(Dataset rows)
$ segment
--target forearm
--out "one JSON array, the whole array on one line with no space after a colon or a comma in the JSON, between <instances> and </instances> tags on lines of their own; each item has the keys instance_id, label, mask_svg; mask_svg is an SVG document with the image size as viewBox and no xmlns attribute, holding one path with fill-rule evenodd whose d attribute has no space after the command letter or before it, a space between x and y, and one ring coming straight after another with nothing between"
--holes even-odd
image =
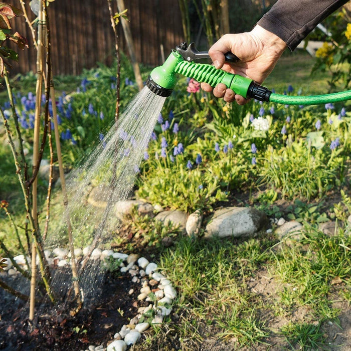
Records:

SHORT TASK
Change "forearm" to "upper arm" throughout the rows above and write them out again with everything else untouched. Leave the pictures out.

FINISHED ANSWER
$ segment
--target upper arm
--out "one JSON array, the whole array on one line with no space after a colon or a comma in the JSON, between <instances> and </instances> tags on lines of their own; each item has the keys instance_id, label, mask_svg; mask_svg is an SVG document with the image size as viewBox and no xmlns attribute, holding one path with fill-rule evenodd whose d attribute has no space after the command letter or before it, a space between x and y, and one ring coming straight after another with nothing between"
--holes even-odd
image =
Records:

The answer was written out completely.